Rewrite the stretch from the line containing "mark: chimney |" through the end of the records, renaming "chimney" as "smokestack" and leaving every other character unchanged.

[Extracted records]
>> BEGIN

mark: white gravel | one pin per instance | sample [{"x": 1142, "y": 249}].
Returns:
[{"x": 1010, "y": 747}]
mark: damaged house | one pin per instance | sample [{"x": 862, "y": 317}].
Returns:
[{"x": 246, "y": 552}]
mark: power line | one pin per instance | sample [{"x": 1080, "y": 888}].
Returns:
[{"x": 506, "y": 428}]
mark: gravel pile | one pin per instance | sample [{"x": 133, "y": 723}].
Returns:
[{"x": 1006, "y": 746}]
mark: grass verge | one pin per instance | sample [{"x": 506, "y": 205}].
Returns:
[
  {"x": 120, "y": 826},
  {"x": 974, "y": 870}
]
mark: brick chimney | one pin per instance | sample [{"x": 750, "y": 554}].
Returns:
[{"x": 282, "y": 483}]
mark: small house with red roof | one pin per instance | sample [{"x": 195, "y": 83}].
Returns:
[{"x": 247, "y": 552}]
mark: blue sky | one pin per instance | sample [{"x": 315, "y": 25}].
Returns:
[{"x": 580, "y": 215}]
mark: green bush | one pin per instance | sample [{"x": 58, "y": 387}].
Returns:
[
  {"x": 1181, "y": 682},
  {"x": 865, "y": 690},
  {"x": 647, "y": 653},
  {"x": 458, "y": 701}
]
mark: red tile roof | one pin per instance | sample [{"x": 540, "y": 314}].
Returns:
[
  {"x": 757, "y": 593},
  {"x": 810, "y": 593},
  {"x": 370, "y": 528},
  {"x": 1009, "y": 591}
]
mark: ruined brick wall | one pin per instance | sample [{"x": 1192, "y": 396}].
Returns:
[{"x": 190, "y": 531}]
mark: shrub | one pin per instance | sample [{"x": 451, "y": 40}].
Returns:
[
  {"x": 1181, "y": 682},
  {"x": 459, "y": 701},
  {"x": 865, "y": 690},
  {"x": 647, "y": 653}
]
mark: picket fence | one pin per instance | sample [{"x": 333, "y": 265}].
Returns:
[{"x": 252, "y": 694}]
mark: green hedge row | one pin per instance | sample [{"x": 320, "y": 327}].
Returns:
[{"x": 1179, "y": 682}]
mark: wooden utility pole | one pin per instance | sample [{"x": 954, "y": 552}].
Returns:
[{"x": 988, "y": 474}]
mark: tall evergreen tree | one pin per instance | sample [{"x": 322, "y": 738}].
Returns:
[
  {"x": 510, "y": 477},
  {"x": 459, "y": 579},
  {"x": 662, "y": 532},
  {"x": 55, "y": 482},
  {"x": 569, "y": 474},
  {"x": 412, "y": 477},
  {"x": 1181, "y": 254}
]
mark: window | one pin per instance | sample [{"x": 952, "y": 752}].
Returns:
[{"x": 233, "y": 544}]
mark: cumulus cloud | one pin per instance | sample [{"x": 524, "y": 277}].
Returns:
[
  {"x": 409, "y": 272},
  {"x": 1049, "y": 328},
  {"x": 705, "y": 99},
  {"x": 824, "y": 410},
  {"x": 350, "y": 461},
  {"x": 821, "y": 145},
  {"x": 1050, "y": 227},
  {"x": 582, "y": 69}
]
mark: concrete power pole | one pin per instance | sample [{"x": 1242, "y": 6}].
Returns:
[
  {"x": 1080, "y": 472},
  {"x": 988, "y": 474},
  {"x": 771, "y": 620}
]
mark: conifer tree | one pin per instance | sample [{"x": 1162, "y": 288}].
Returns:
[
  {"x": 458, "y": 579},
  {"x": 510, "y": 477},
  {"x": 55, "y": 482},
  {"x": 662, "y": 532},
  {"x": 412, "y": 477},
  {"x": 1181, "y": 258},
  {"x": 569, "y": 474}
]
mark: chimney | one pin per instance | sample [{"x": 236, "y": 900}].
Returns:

>> END

# Answer to this problem:
mark: smokestack | one pin per instance | sample [{"x": 236, "y": 900}].
Returns:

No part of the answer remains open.